— START Available data —
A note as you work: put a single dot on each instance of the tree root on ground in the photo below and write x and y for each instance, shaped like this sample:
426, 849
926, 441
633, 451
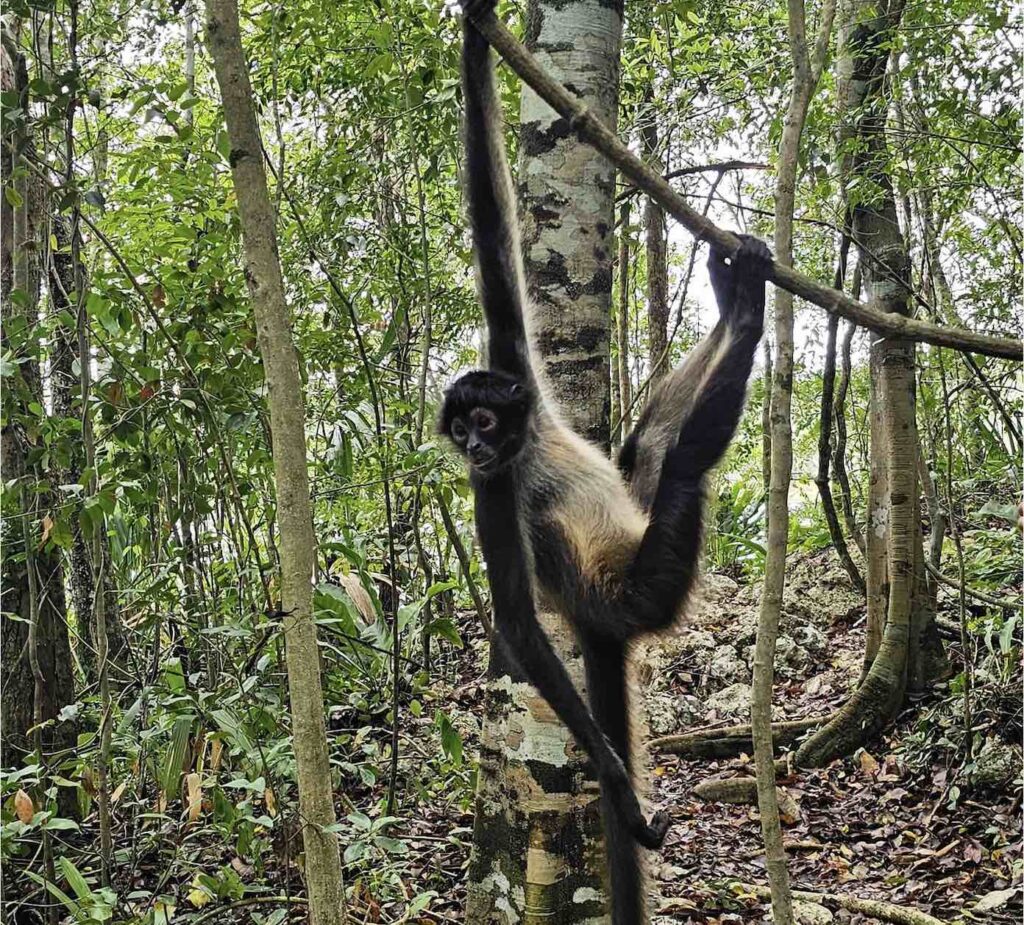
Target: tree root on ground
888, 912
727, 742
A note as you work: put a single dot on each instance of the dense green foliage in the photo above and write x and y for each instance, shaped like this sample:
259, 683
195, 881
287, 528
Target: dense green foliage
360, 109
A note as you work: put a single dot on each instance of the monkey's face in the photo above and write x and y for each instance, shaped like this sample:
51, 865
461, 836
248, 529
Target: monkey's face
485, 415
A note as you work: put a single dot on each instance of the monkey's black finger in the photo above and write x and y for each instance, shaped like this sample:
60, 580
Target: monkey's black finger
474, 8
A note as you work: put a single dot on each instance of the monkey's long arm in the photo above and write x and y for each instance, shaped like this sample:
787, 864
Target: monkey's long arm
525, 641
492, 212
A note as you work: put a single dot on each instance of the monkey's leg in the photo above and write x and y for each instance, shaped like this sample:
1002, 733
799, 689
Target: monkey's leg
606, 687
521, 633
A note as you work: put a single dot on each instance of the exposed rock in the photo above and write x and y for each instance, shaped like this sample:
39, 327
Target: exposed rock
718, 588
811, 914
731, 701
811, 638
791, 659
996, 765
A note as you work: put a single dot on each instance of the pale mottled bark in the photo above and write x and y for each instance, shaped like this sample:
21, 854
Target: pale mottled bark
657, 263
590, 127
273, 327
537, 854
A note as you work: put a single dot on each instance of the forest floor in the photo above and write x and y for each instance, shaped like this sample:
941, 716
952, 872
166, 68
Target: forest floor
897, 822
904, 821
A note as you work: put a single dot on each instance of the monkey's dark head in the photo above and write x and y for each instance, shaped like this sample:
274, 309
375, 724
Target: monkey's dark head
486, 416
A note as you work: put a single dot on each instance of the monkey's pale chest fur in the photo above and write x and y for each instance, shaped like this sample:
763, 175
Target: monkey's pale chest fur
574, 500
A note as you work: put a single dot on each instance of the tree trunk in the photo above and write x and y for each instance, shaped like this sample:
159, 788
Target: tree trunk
— END Available data —
Set exercise -
Update all of the material above by changing every "photo" to "image" and keeping everything else identical. Leave the pictures out.

Task answer -
A note as you work: put a single dot on each instance of the tree root on ground in the image below and write x and y for each instance, shaped like this sample:
426, 849
926, 441
633, 451
Target: tree root on ground
888, 912
727, 742
A note as you work: put a single dot on each instance of the dense green foliage in the image above and write x and y for each instance, shaped like this sample:
259, 683
195, 881
287, 528
Target: dense green foliage
360, 109
A note as you work: put a single dot on each instance of the monkey's face in the image above and write x and y for each instance, shaped like this sample:
51, 865
461, 836
248, 529
Target: monkey's face
485, 415
A note as you work: put a single dot on each instance of the monkey's black finger in the image above and write x and y for each instance, shaped like this sample:
60, 580
Target: monkey's black finger
474, 8
A note as you work: put a single dot on each instance of the monkey's long arm in the image above and write x and y for each instance, shaped like this sample:
787, 864
Target: monkey's long arm
525, 641
492, 212
A note as you work: put a single dot on each instance of the monkey's leg in the image above and write x and y for each instance, shaped like this sample:
1002, 733
799, 689
Target: monkey's leg
606, 687
521, 633
A note as you work: put a single dot on each instance of the exposed rock in the image above and write x and y for each instance, shaped like this sample:
39, 327
Target: exposed rock
718, 588
811, 914
731, 701
811, 638
791, 659
996, 765
A note as you work: put a single dot on each instance of the pale mottled bark in the image above and write x and y for each instance, shaped like this sample:
21, 854
Target: pale mottled bark
657, 263
590, 127
273, 327
537, 854
A note as you work: put a single dot on each instance of the forest floor in the image above and write x and y for each instance, shaped like this sample:
941, 716
952, 872
166, 68
Target: forest floor
897, 822
904, 821
A note as you work: put a single dot on each instance of the monkey's dark head in the image above and write x and y for each instance, shaped like this sample:
274, 309
375, 724
Target: monkey's dark head
486, 416
A note as you work: put a single dot on each instance of the monkey's pale chest fur in the image above and write x and y for each instance, shaped like this sample:
763, 175
Target: monkey's pale chest fur
574, 500
A note as you work: put a single dot on each instance of the tree trunk in the image above and write x and y for each instance, shaped like this sample:
159, 788
Target: tree trunk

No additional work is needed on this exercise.